What you are asked to do:
Only the run of lines from the one containing "Where can the black lace" through the last line should be returned, exactly as written.

Entries:
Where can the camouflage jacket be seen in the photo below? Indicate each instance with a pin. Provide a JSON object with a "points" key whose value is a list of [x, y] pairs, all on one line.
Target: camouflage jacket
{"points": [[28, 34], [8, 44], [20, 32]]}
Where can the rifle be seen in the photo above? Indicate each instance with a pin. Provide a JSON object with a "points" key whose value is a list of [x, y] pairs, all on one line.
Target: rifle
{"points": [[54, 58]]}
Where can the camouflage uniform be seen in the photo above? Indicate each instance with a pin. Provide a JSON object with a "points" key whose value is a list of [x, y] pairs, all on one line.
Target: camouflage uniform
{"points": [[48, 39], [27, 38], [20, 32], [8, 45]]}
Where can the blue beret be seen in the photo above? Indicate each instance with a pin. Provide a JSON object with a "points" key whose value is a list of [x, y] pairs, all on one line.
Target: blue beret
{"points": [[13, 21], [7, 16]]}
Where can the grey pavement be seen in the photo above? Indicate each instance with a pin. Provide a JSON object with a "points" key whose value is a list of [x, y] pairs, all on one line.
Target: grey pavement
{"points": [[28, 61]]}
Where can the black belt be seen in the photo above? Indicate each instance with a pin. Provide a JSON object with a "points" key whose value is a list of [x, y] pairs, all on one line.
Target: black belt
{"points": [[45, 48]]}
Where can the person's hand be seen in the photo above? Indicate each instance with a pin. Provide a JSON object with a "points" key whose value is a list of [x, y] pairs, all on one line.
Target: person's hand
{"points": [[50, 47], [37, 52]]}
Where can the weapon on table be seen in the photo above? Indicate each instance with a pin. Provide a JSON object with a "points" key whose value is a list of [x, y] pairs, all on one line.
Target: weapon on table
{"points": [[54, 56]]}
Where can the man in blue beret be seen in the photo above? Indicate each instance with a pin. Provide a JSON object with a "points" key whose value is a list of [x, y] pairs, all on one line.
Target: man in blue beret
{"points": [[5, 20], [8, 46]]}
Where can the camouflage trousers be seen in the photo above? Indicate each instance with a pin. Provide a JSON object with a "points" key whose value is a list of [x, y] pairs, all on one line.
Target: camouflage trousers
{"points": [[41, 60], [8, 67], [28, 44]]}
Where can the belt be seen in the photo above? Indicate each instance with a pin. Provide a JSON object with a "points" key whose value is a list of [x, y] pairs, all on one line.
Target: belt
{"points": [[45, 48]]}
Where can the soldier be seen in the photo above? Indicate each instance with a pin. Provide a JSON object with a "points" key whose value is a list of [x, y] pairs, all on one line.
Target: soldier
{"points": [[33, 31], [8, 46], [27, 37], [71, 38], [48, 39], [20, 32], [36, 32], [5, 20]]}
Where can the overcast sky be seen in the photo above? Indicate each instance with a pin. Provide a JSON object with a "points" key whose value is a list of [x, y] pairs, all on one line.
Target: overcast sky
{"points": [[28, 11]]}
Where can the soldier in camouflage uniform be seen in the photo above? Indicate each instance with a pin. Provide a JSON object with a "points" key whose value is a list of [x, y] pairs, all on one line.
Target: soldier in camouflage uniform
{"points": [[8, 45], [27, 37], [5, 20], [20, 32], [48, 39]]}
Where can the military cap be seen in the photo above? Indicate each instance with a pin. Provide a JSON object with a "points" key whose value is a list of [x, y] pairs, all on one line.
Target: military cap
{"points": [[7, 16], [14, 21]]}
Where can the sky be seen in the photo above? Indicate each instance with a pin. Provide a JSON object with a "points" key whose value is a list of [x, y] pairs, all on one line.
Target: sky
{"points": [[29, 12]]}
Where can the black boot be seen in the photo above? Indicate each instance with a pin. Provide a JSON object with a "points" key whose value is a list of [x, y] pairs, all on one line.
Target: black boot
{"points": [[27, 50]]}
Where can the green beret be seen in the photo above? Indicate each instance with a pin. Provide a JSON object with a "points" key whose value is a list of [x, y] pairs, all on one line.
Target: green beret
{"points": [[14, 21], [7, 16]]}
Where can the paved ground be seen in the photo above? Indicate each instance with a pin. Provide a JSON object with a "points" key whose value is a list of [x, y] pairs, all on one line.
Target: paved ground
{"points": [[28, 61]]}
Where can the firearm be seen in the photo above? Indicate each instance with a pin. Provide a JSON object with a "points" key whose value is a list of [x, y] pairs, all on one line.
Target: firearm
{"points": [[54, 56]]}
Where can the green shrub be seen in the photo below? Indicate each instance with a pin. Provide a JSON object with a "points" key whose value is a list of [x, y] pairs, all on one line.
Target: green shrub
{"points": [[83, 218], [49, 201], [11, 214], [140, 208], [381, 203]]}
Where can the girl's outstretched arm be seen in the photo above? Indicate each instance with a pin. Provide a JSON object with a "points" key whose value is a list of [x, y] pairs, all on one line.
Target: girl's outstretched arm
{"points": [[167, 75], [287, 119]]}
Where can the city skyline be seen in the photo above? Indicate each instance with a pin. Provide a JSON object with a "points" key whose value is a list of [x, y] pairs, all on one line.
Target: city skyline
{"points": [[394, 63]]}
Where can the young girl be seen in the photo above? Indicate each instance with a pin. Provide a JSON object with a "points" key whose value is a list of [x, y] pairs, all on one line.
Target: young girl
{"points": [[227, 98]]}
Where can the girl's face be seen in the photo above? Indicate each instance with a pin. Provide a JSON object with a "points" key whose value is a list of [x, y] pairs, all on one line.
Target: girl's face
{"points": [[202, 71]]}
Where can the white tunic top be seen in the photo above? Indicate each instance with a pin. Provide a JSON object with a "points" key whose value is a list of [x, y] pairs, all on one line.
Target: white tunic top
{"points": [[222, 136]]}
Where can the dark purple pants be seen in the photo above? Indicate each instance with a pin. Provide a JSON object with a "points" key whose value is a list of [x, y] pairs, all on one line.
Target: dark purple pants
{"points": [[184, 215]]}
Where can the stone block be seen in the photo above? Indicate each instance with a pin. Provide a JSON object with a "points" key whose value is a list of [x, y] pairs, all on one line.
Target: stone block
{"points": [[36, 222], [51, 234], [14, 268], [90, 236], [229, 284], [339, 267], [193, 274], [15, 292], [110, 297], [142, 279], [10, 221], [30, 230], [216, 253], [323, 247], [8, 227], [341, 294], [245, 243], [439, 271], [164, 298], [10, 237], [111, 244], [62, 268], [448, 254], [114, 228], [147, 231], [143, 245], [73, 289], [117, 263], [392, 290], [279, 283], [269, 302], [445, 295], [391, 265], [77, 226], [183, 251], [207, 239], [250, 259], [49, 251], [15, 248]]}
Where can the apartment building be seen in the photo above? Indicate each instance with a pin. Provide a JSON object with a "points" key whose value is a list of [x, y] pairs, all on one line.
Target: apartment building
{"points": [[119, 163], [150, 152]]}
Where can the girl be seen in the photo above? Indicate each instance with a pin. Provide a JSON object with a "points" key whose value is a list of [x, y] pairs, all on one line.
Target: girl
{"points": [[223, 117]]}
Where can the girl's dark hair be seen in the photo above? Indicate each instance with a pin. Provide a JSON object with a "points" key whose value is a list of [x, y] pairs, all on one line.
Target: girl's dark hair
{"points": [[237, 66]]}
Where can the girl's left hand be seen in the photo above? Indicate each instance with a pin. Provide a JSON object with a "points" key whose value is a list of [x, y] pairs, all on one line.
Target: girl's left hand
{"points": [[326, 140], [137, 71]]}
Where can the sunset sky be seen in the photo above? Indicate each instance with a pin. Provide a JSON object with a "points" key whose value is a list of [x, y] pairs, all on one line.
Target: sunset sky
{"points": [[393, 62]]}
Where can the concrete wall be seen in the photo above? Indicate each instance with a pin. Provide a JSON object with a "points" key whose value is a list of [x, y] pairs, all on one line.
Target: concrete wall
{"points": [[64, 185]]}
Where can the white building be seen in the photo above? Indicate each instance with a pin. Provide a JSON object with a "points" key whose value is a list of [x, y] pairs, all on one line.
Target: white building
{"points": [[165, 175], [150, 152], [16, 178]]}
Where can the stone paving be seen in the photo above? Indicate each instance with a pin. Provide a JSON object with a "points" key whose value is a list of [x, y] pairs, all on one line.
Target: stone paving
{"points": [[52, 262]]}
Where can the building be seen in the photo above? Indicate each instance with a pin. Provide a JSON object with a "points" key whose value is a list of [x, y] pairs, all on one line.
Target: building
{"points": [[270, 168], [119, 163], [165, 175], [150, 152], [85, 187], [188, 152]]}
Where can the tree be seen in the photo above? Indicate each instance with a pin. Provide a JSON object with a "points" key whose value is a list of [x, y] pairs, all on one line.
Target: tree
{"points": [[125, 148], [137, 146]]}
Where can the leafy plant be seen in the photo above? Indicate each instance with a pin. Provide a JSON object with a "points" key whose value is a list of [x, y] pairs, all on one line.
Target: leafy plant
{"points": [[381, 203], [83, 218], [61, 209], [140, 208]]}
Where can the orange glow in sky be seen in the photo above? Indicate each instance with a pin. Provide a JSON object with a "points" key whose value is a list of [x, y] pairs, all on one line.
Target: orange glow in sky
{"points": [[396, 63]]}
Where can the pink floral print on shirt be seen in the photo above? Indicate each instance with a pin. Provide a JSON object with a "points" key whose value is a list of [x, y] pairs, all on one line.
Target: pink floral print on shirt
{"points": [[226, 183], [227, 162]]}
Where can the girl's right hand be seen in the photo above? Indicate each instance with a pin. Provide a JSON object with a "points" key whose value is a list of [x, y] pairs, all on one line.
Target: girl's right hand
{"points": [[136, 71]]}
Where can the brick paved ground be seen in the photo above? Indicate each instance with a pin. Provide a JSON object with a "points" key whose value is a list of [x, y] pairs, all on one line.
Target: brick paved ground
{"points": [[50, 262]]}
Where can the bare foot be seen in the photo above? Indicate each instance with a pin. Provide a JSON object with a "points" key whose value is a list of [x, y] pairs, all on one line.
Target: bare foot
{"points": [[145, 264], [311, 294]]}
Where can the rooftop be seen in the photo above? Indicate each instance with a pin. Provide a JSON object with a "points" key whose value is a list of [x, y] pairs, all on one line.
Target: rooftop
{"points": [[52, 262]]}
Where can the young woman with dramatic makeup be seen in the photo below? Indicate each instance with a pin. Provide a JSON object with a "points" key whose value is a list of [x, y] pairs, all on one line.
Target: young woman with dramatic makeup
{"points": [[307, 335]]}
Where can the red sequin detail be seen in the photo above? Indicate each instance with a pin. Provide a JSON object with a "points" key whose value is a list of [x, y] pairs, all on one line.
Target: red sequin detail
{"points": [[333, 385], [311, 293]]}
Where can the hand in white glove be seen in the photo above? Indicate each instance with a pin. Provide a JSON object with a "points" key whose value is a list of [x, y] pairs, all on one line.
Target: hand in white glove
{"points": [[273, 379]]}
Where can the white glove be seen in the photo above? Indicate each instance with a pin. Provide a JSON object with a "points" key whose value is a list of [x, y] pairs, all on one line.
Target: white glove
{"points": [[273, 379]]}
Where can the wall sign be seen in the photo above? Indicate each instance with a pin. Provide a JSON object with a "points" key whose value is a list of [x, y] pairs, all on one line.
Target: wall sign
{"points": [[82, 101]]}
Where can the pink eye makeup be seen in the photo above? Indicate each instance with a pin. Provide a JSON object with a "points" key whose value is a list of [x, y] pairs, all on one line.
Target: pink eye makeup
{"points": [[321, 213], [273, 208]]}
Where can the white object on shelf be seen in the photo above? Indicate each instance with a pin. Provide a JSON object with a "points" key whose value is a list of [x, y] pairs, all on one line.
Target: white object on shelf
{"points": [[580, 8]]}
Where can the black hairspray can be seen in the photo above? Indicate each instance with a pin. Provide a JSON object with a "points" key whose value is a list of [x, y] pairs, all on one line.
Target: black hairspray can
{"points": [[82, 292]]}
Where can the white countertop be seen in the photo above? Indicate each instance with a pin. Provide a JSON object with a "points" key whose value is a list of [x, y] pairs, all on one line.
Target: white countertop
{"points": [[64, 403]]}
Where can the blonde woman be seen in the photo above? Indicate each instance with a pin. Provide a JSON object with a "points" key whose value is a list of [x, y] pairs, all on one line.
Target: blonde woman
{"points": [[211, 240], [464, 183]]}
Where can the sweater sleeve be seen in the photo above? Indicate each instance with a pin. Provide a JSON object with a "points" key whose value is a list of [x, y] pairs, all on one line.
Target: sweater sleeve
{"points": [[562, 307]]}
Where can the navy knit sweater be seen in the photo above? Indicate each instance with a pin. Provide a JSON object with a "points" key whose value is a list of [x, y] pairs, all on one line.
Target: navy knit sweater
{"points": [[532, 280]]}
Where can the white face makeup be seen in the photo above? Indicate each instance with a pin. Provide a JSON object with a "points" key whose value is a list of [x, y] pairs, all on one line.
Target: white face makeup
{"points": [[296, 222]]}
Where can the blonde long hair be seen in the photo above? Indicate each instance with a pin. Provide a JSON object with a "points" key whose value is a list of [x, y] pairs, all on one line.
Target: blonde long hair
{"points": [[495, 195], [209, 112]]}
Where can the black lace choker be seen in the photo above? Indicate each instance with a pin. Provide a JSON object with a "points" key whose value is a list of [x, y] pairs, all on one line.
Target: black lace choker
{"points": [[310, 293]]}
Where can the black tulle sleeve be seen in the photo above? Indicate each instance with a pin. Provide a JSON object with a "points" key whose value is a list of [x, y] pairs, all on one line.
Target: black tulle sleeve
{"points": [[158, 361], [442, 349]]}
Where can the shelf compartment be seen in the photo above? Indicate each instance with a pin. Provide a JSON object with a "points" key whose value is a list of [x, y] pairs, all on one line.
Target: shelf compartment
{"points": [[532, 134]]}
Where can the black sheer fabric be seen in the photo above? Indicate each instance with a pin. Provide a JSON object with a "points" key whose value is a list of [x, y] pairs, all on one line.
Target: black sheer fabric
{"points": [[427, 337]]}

Task response:
Where can the black lace choker be seen in the photo above? Indicate each instance with a pin. Provide a JSON object with a "points" key whose value is a list of [x, y] pairs, all on one line.
Target: black lace choker
{"points": [[310, 293]]}
Where can the black tulle sleeve be seen in the photo above? Indicate each instance with a pin. Provide a JSON object with a "points" key whose value is a list of [x, y] pairs, all on one line.
Target: black tulle sleeve
{"points": [[158, 361], [442, 349]]}
Where can the shelf compartment be seen in the photo above? Indicate each instance with a pin. Provide a JSON object with a "points" key whose value is a list of [x, y] pairs, all on one line.
Target: shelf compartment
{"points": [[532, 134]]}
Where can the black sheer fabric be seen in the photo above? Indicate each instance with a pin. Provide a JSON object with a "points" key whose value is a list of [x, y] pairs, all on one line.
Target: black sheer fabric
{"points": [[427, 337]]}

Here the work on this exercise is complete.